▸ JOB: List each line in the material below that contains the word "with".

--- begin ---

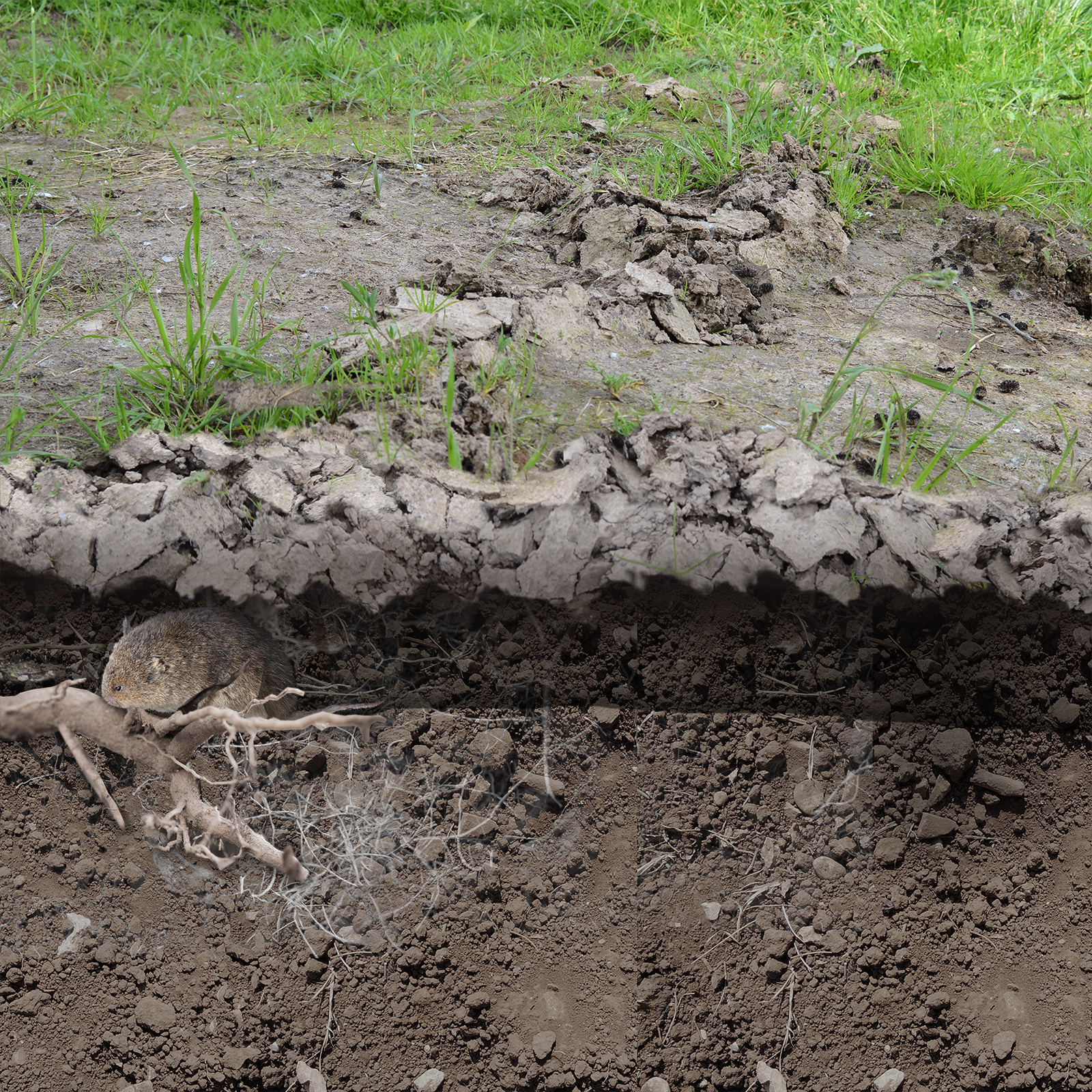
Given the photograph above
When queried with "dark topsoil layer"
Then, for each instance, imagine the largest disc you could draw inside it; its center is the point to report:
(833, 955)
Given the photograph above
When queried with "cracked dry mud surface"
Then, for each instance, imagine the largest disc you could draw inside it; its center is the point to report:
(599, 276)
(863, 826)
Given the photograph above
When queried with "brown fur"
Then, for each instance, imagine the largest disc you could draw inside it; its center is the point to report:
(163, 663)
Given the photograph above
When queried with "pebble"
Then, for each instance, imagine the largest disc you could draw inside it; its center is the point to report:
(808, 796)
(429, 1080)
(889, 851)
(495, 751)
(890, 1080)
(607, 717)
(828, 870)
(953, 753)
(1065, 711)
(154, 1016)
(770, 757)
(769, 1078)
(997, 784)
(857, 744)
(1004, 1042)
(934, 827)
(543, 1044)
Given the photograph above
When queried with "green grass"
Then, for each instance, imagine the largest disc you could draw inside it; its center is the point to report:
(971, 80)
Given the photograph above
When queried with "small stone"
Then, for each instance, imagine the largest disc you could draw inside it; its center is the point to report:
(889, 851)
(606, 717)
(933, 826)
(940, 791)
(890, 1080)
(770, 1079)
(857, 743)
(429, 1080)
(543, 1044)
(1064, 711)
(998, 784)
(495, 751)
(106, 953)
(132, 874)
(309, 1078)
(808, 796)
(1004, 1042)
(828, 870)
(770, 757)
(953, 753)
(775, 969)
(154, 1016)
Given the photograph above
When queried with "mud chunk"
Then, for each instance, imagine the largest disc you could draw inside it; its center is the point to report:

--- end ---

▸ OUTPUT:
When queried with "dark topsoil layer"
When queried with "cracked dry mud surface"
When queried with "brown fur"
When queried with "pebble"
When queried with "green grass"
When queried with "small stone"
When queried with "mud chunk"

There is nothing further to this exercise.